To do: Write out only the opening lines of the entries, through the line with "segment: sailboat".

Stored data
++++

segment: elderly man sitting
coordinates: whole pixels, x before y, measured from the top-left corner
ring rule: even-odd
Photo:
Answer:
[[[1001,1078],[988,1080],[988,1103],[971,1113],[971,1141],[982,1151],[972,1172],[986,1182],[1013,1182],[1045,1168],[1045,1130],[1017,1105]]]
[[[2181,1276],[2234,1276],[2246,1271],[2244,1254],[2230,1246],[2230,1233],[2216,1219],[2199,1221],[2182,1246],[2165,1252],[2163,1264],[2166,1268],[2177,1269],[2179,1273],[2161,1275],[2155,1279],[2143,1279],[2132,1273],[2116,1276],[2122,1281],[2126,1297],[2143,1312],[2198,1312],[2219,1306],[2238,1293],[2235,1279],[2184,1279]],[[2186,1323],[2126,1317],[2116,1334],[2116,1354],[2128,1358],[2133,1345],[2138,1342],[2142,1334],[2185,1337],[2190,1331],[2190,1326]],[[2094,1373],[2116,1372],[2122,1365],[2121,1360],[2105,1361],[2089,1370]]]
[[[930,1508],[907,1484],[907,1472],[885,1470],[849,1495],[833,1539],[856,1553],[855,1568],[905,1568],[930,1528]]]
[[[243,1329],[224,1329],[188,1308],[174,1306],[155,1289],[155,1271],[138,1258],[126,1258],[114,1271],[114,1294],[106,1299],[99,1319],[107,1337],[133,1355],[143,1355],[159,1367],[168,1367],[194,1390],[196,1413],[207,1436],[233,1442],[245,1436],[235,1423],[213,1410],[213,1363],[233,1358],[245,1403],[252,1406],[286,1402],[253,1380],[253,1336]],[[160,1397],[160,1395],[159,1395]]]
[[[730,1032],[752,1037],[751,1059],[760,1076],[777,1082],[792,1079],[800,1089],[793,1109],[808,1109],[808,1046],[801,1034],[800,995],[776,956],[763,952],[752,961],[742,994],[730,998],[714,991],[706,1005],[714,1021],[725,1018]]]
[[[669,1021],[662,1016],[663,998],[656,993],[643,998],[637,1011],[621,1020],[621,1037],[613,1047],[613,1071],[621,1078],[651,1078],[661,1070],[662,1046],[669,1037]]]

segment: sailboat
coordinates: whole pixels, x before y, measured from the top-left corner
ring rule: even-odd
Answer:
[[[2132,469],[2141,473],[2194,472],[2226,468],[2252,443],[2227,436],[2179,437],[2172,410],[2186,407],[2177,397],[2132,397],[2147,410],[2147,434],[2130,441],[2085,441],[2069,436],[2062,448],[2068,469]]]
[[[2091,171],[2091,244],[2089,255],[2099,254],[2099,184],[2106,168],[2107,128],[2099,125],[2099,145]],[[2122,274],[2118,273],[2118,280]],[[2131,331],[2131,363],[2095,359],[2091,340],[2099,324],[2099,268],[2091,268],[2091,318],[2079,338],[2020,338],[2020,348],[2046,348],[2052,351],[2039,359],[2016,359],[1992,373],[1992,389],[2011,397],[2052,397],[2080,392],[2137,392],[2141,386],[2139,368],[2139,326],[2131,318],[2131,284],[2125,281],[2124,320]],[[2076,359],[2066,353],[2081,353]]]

++++

Answer to this task:
segment: elderly man sitting
coordinates: whole pixels, x before y, measured from the top-left corner
ring rule: even-odd
Photo:
Answer:
[[[1001,1078],[988,1080],[988,1103],[971,1113],[971,1141],[982,1151],[972,1172],[986,1182],[1013,1182],[1045,1168],[1045,1130],[1017,1105]]]
[[[2181,1276],[2234,1276],[2246,1271],[2244,1254],[2230,1246],[2230,1233],[2216,1219],[2199,1221],[2182,1246],[2165,1252],[2163,1264],[2166,1268],[2177,1269],[2179,1273],[2161,1275],[2155,1279],[2143,1279],[2132,1273],[2116,1276],[2122,1281],[2126,1297],[2143,1312],[2198,1312],[2219,1306],[2238,1293],[2235,1279],[2184,1279]],[[2186,1323],[2126,1317],[2116,1334],[2116,1354],[2128,1358],[2133,1345],[2138,1342],[2142,1334],[2185,1337],[2190,1331],[2190,1326]],[[2094,1373],[2116,1372],[2122,1365],[2121,1360],[2105,1361],[2089,1370]]]
[[[930,1508],[907,1484],[907,1472],[885,1470],[849,1495],[833,1539],[856,1553],[855,1568],[905,1568],[930,1528]]]
[[[243,1329],[224,1329],[188,1308],[174,1306],[155,1289],[155,1271],[138,1258],[126,1258],[114,1271],[114,1294],[106,1299],[99,1319],[107,1337],[133,1355],[143,1355],[159,1367],[168,1367],[194,1390],[196,1413],[207,1436],[233,1442],[245,1436],[235,1423],[213,1410],[213,1363],[233,1358],[245,1403],[252,1406],[286,1402],[253,1380],[253,1336]],[[160,1397],[160,1395],[159,1395]]]
[[[730,1032],[752,1037],[751,1059],[760,1076],[777,1082],[792,1079],[800,1089],[793,1109],[808,1109],[808,1046],[801,1034],[800,995],[776,956],[763,952],[752,961],[742,994],[730,998],[714,991],[706,1005],[714,1021],[725,1018]]]
[[[669,1021],[662,1016],[663,998],[656,993],[643,998],[637,1011],[621,1020],[621,1037],[613,1047],[613,1071],[621,1078],[651,1078],[661,1070],[662,1046],[669,1037]]]

segment: sailboat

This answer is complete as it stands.